◆ EXERCISE MATERIAL
____________

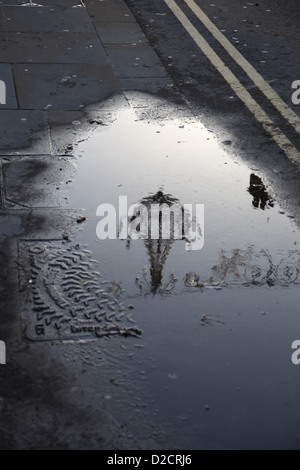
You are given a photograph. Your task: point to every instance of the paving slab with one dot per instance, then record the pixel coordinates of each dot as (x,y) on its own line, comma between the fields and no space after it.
(135,61)
(7,77)
(47,20)
(51,48)
(38,181)
(63,86)
(24,132)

____________

Write out the items above word for word, leaving out the pictures.

You are given a photograph. Your task: point to every instance of the paving slab with one dot per instance, then record the pixel coordinates of each dot as (x,y) on its own line, comma between the fields and no space after it.
(135,61)
(7,77)
(47,20)
(51,48)
(38,181)
(63,86)
(24,132)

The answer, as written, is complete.